-- Start of DATA PROVIDED --

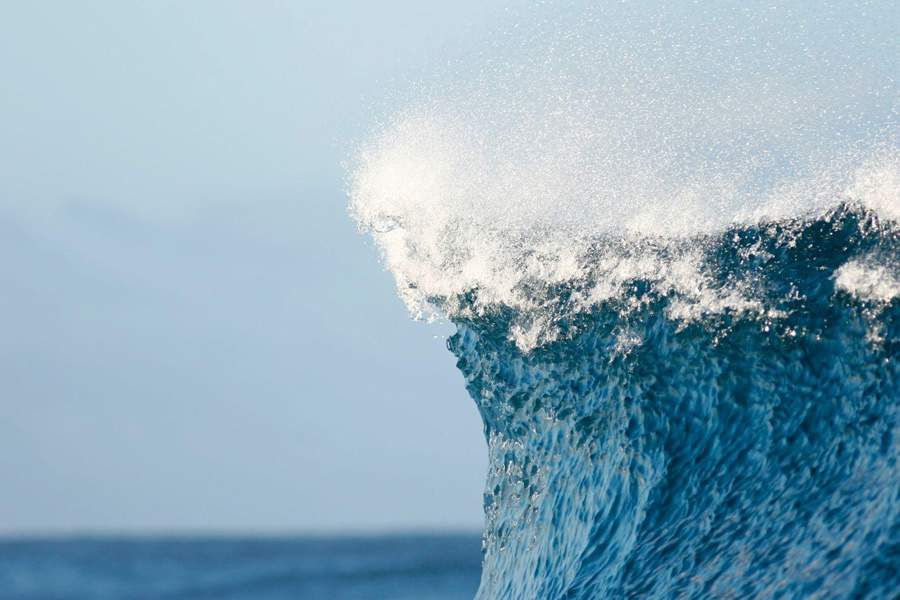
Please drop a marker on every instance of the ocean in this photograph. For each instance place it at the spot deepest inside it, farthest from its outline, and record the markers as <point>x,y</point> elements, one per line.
<point>668,237</point>
<point>397,567</point>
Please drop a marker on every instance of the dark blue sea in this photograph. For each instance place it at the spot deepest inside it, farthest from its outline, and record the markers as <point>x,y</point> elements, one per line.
<point>408,567</point>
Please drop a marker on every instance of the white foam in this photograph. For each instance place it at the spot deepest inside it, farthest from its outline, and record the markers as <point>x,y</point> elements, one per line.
<point>868,280</point>
<point>503,185</point>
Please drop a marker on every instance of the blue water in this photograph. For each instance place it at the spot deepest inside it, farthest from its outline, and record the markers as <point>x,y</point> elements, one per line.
<point>734,456</point>
<point>432,567</point>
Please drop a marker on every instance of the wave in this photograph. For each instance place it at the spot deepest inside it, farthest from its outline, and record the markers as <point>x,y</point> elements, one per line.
<point>674,270</point>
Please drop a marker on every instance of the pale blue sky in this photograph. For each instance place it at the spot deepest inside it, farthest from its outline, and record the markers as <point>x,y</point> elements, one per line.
<point>194,334</point>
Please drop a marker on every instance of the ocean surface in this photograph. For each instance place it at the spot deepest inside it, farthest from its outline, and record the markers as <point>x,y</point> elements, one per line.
<point>668,236</point>
<point>420,567</point>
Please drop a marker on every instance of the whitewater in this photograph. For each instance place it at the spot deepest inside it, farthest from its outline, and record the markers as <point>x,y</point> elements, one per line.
<point>669,240</point>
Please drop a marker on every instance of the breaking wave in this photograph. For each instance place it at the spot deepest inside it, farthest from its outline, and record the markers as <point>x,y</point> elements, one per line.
<point>673,261</point>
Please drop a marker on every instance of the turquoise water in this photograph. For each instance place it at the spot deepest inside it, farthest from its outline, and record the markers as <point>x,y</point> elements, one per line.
<point>435,567</point>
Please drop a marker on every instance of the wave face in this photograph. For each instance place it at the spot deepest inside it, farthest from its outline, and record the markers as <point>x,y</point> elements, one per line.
<point>669,241</point>
<point>730,457</point>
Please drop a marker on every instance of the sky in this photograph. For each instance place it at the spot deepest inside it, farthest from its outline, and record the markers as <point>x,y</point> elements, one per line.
<point>195,337</point>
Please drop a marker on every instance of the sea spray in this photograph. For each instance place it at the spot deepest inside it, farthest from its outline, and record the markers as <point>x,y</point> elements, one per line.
<point>669,241</point>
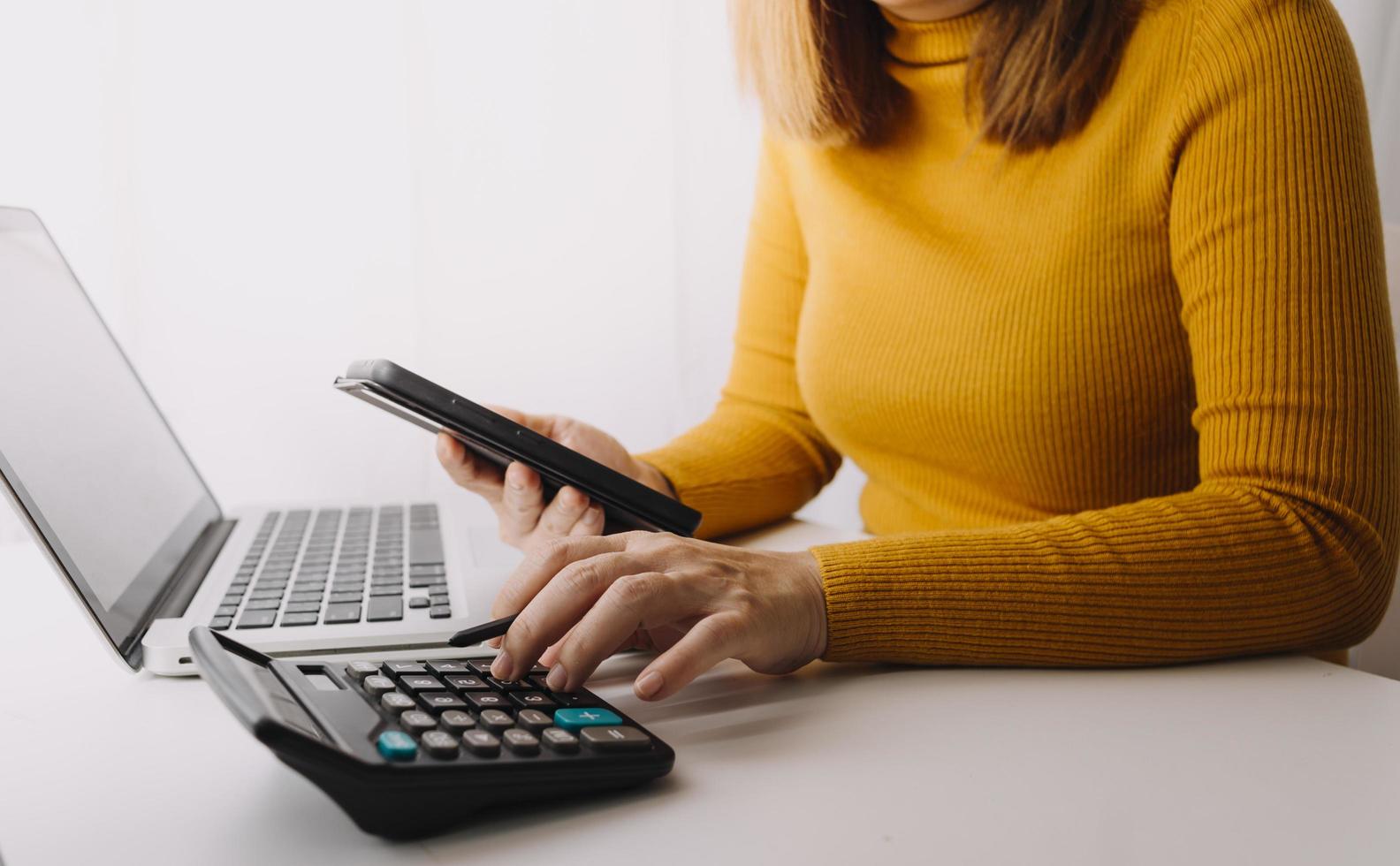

-- End of DATA PROVIDED --

- WHAT TO PRODUCE -
Rewrite the records above, substituting "image" for every "photograph" and changing nothing else. Omit the pictures.

- COMPLETE OUTPUT -
Please drop a marker on every instance of the ocean in this image. For each instance place it at the spot deepest inside it, farthest from its outline, and record the markers as <point>x,y</point> elements, one per line.
<point>668,237</point>
<point>397,567</point>
Please drop a marker on every instance of the dark blue sea in this image. For each instance place it at the spot deepest inside it, farthest from its outline, and record the markers as <point>x,y</point> elements, one per line.
<point>408,567</point>
Please drop a marker on every instance of the white foam in this image. For each instance place it at the spot deepest inside it, farthest from its outline, and record the markers as <point>x,y</point> elements, one per line.
<point>868,280</point>
<point>503,185</point>
Please drop a marker on every instance of the blue water in this image. For each instance place it at the spot deepest inside it, farthest from its outline, and record the markers as <point>x,y</point> elements, one per line.
<point>734,456</point>
<point>432,567</point>
Please drop a marker on every instance of the wave in this image. For each instance place it at the spot deepest inside it, farthest from its outline, and record the markers as <point>x,y</point> elements, one per line.
<point>674,270</point>
Please drop a marker on every instance of the pale blue sky in this image. For each instance place it at the spot deepest inside it, farthest from its outline, and record the markers as <point>x,y</point> elements, one per line.
<point>194,334</point>
Please drop a marker on every instance of the ocean surface in this image. For each instance place it at the spot deepest inside it, farthest from its outline, and record the markers as <point>x,y</point> elements, one per line.
<point>668,236</point>
<point>420,567</point>
Please drop a marker on every instance of the whitewater in this image. For each instance place it at the spot deepest inside it, farthest from its outline, and record the markers as <point>x,y</point> elements, one per line.
<point>669,240</point>
Please drop a marker on every instance of the breaking wave in this image. For each instance place it at the spot deepest inside it, farthest from its outline, and record the markers as <point>x,y</point> elements, one per line.
<point>673,261</point>
Please drop a marker on every instance of the turquoise water in this image. For each instance place it at the spot deepest inside it, farthest from its outline, and record the markers as <point>x,y</point> elements, one per line.
<point>435,567</point>
Please drop a marker on every instance of the wave face in this image. For each instance place it at the spot deepest inside it, farthest from its outline, and record the markers as <point>x,y</point> elements, one per line.
<point>669,241</point>
<point>730,457</point>
Please drop a marker on every instance of the sky in this image. For each instance place it at the spot deepest inside it, farthest from its outline, and record the markers as <point>x,y</point> elements, one per line.
<point>195,337</point>
Please drop a marker on every instance of the sea spray in this image. For each instance place it at the spot deepest inside it, farthest from its outline, and record the markers as <point>x,y</point> elements, one per line.
<point>669,241</point>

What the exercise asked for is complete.